---------- Texte à lire

Le tissage
Au tout début, les fils, le plaisir du toucher de la matière, animale, végétale. Laine, soie, lin, coton, chanvre, cachemire, alpaga, mohair… Puis l'émerveillement devant les étoffes tissées, le travail des tisserands traditionnels du Togo, du Ghana ou du Mali.
De retour en France après plusieurs vies à l’étranger, découverte des métiers à tisser artisanaux séculaires lors d’une exposition de tapisseries à Avallon. Métiers au bois patiné par le travail des artisans qui se sont penchés sur eux.
C’est ainsi que s’est installée doucement cette passion pour le tissage, renouvelée chaque jour, pour chaque nouveau projet, chaque tombée de métier.
Pour des tissages uniques, dans des matières nobles, durables, naturelles.

Le métier à tisser
Compagnon de route solide et fiable du tisserand et de la tisserande, le métier à tisser se laisse manipuler sans rechigner. On peut le prendre à bras le corps, sans crainte. Il est le complice de chaque effort. Rien de tel que son armature de bois poli pour apaiser dans les moments d’inquiétude qui ne manquent pas de surgir, brièvement, au cours d'un tissage.

L'ourdissage
Concevoir un tissage, créer une pièce, c’est avant tout s’imprégner des fils, de leur matière, leur brillance, leurs teintes. Par goût, tous mes tissages sont uniquement en fibres naturelles, végétales ou animales. Par éthique aussi, notre peau, notre environnement méritent le meilleur.

--------------------
---------- Jeu de données

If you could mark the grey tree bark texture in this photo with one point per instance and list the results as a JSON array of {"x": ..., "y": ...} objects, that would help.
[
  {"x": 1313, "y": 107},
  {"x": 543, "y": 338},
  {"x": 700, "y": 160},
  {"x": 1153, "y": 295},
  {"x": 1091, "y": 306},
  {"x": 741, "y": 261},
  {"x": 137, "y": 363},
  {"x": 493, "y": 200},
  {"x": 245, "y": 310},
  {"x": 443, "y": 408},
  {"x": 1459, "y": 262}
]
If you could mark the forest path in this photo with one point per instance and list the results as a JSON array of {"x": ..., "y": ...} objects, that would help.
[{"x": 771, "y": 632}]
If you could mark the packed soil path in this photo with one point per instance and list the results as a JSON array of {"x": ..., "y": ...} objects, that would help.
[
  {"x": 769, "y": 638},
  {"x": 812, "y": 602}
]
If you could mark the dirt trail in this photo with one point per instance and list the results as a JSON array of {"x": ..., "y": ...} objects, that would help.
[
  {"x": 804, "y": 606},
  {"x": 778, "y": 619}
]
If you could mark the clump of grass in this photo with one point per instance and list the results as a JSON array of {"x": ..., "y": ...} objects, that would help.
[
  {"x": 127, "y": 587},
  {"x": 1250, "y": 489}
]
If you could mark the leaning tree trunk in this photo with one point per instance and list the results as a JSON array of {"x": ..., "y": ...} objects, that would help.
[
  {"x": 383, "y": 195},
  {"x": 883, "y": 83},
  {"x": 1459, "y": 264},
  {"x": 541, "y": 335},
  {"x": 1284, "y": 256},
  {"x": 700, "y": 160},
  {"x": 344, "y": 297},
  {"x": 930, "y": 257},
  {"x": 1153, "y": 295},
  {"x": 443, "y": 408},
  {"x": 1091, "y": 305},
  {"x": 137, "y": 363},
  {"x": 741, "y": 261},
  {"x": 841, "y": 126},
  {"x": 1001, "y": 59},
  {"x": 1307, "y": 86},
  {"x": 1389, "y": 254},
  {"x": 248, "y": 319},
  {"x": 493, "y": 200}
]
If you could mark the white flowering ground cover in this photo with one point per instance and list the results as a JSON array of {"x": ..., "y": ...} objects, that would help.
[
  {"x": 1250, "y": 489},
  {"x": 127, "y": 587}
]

--------------------

• **Travail à faire**:
Pouvez-vous restituer à l'identique, dans le texte sur le tissage, le passage qui s'ouvre sur les mots contenant « Pour des tissages » et se termine par « cours d'un tissage. » ?

• **Bonne réponse**:
Pour des tissages uniques, dans des matières nobles, durables, naturelles.

Le métier à tisser
Compagnon de route solide et fiable du tisserand et de la tisserande, le métier à tisser se laisse manipuler sans rechigner. On peut le prendre à bras le corps, sans crainte. Il est le complice de chaque effort. Rien de tel que son armature de bois poli pour apaiser dans les moments d’inquiétude qui ne manquent pas de surgir, brièvement, au cours d'un tissage.